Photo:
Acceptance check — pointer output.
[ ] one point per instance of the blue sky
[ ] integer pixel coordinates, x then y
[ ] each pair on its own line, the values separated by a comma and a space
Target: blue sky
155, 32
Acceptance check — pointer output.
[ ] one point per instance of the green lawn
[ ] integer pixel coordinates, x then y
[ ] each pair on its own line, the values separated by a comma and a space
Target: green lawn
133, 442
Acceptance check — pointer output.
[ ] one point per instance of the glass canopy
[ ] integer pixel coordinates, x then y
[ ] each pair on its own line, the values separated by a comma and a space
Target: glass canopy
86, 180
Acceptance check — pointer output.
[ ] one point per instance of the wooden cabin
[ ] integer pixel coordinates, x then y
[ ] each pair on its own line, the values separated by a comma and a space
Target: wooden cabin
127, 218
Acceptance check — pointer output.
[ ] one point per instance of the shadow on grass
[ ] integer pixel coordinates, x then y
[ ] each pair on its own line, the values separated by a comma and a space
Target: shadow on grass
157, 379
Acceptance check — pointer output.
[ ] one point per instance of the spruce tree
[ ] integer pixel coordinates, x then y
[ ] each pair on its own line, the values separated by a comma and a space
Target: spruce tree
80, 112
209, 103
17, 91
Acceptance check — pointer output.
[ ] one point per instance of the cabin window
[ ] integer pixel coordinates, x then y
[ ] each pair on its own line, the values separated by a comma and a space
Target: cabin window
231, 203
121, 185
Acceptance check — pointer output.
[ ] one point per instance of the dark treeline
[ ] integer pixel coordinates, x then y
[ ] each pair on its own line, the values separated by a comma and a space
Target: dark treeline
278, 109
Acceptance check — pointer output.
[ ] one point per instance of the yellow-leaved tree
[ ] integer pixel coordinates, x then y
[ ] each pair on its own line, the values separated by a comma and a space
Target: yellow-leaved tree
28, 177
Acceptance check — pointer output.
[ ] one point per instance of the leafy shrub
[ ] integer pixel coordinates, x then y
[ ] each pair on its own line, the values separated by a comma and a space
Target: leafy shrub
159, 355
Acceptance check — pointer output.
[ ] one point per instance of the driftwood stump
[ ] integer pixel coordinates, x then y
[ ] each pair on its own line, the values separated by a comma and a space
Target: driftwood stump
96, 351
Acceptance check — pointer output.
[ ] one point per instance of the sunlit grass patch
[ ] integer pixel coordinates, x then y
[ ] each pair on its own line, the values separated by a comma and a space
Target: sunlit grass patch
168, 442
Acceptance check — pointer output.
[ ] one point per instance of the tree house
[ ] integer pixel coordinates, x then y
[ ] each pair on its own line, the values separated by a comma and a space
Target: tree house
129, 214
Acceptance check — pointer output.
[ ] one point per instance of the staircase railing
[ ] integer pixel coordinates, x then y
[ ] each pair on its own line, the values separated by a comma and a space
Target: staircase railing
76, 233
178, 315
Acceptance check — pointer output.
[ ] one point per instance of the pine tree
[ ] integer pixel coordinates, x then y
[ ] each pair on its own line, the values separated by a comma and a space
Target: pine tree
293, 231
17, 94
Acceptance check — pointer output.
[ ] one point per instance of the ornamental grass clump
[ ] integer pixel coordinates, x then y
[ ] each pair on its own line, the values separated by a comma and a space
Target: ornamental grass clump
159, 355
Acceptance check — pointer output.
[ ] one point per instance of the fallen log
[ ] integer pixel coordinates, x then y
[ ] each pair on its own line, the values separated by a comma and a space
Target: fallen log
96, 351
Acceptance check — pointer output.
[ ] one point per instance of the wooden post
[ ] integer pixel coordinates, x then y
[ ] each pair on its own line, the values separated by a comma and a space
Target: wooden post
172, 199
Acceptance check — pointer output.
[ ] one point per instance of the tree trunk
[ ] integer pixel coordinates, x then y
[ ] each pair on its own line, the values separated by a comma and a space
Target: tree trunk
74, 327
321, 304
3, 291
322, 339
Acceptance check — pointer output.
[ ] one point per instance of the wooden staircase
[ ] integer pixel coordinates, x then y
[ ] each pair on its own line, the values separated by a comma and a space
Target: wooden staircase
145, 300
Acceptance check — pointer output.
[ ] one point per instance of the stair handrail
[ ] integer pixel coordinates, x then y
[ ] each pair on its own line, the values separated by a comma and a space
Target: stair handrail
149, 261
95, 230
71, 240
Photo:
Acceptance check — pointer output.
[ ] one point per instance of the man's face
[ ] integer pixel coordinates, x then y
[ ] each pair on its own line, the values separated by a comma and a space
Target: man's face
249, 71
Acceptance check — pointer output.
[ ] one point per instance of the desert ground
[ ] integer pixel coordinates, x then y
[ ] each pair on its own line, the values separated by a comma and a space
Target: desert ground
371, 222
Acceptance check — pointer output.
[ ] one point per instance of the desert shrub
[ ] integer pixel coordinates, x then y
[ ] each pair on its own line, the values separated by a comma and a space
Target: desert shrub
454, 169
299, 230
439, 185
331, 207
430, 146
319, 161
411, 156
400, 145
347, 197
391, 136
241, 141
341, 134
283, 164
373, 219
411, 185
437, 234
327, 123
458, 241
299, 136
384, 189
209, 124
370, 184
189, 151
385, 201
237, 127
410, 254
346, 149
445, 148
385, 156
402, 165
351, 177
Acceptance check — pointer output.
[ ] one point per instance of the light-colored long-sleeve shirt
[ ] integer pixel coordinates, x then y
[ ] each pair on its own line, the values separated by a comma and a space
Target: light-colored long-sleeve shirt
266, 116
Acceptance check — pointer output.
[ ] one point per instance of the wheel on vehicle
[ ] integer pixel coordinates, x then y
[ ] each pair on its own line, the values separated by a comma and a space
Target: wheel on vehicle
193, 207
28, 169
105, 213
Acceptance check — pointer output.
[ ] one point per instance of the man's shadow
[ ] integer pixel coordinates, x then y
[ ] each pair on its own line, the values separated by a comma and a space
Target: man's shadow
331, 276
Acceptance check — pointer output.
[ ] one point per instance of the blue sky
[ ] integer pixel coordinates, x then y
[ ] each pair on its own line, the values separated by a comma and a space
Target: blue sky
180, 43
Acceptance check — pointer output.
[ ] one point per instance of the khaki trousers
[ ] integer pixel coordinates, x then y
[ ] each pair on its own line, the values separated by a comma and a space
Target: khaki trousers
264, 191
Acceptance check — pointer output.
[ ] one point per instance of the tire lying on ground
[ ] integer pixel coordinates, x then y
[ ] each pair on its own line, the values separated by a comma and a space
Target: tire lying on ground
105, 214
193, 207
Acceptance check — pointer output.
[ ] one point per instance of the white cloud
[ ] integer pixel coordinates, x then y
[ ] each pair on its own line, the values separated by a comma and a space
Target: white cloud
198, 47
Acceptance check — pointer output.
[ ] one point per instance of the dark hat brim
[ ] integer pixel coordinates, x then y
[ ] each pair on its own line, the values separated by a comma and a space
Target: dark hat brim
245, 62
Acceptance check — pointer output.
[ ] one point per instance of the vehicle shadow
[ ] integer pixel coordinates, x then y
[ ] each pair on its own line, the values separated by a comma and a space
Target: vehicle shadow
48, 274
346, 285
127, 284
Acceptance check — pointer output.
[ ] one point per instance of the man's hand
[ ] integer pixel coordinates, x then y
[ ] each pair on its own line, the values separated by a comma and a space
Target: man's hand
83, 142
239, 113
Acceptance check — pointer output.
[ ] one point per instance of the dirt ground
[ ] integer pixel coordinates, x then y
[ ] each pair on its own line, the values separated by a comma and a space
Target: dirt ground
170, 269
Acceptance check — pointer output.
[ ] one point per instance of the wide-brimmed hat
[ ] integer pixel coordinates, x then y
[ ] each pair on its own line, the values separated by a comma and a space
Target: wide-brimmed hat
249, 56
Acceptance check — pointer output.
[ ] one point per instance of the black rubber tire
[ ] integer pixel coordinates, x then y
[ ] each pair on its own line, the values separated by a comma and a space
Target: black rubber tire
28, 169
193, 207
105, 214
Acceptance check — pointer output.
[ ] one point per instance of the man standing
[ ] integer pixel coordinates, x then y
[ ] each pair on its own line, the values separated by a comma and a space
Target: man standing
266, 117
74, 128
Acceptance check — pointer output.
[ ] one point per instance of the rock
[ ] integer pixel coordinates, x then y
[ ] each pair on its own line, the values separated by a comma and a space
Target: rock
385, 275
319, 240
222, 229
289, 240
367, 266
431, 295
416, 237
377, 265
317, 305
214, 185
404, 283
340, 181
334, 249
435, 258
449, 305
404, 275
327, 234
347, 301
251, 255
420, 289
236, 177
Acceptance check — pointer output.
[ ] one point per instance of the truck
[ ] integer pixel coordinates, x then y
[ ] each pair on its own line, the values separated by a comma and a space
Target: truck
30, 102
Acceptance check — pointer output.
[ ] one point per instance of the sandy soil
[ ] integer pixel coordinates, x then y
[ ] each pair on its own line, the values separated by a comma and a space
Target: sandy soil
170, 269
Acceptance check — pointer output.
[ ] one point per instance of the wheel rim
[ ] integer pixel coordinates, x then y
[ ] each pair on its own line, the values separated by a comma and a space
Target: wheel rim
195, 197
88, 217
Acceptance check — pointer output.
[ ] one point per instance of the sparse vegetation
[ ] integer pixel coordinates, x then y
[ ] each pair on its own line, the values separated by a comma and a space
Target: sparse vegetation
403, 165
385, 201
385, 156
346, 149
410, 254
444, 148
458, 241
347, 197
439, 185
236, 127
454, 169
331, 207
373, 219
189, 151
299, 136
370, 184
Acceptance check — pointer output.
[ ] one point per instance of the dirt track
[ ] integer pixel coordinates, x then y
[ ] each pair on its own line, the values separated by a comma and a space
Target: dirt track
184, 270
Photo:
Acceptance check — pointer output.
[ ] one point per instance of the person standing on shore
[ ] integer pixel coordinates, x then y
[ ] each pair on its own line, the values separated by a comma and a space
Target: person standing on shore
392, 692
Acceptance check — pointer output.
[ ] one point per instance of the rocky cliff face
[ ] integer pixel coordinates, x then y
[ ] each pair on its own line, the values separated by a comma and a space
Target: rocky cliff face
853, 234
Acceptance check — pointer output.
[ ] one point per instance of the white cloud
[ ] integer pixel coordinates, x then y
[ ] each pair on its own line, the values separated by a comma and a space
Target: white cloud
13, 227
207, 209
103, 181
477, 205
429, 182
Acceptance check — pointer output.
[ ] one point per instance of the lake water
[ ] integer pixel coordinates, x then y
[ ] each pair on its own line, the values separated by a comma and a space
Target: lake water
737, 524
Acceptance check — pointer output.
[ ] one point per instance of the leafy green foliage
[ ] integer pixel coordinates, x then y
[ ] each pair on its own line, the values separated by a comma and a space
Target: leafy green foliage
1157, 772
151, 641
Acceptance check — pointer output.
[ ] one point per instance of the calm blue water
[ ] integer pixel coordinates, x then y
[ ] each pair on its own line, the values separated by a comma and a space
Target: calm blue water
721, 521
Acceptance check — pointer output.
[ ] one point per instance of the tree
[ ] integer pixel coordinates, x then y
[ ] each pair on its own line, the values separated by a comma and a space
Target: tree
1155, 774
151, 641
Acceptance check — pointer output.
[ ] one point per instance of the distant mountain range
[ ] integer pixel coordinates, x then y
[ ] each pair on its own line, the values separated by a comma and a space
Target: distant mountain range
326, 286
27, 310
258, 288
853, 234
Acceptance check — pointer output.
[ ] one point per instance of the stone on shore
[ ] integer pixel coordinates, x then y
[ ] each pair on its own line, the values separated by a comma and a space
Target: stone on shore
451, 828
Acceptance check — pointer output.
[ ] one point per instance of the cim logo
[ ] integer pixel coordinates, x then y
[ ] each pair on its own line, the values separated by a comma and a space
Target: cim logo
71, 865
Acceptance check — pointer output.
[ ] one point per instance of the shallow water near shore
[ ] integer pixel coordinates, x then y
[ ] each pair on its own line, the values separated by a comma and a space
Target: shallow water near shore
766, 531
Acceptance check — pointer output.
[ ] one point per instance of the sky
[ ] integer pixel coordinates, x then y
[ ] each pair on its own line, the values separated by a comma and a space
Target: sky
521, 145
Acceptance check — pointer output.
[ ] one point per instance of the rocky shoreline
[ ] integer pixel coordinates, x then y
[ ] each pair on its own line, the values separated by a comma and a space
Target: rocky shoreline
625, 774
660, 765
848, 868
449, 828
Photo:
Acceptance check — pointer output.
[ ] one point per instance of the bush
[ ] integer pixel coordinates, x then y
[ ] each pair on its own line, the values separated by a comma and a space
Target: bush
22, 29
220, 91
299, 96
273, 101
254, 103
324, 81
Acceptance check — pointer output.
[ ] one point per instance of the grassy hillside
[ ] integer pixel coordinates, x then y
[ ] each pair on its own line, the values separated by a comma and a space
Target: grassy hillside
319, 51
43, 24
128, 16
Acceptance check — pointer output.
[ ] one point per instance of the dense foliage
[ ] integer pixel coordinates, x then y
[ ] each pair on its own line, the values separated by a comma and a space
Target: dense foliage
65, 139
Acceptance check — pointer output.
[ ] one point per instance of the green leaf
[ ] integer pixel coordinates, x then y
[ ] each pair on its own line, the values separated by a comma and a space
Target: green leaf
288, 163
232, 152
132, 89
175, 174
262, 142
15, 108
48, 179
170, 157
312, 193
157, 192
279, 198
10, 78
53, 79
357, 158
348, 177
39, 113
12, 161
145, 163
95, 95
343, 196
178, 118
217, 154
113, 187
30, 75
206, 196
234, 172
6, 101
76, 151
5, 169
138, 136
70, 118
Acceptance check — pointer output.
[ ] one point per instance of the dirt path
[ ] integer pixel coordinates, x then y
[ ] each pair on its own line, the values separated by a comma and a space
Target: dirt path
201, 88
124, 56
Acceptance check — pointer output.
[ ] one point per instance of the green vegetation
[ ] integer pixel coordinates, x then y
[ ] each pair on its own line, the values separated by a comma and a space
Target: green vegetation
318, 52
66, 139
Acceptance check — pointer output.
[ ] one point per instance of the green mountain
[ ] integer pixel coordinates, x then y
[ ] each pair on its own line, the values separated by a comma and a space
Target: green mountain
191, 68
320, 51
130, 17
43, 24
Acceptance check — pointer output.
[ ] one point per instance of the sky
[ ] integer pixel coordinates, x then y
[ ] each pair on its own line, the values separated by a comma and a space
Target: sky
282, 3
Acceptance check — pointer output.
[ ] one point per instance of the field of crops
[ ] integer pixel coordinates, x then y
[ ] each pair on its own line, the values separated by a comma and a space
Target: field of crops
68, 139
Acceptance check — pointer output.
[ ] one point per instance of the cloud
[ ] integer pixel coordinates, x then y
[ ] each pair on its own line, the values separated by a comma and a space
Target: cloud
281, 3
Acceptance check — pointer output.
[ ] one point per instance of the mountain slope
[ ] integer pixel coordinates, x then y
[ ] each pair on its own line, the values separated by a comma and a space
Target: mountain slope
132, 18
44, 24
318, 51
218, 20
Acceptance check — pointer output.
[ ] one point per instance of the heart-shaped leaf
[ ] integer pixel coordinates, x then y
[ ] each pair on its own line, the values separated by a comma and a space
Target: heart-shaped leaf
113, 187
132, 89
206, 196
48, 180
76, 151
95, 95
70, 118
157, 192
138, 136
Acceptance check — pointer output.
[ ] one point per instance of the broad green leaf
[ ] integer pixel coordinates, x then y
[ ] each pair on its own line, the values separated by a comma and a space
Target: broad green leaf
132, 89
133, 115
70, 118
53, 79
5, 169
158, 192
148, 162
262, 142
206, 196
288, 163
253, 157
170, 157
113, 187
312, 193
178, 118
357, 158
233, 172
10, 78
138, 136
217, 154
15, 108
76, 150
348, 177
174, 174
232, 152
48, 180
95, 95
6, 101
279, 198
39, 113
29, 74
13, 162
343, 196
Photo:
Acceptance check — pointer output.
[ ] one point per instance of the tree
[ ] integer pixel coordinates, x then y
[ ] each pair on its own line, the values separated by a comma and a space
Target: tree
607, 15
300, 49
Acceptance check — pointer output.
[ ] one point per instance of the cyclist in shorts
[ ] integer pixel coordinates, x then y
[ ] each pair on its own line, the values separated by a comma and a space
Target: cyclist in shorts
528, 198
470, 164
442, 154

Exercise prompt
Could you collect every row above that contains the word "dirt" and copy each one out in full?

Result for this exercise
[ ] one point per instance of the dirt ground
Target: dirt ground
[ ] one point per instance of the dirt track
Target: dirt track
[ ] one point per instance of the dirt path
Target: dirt path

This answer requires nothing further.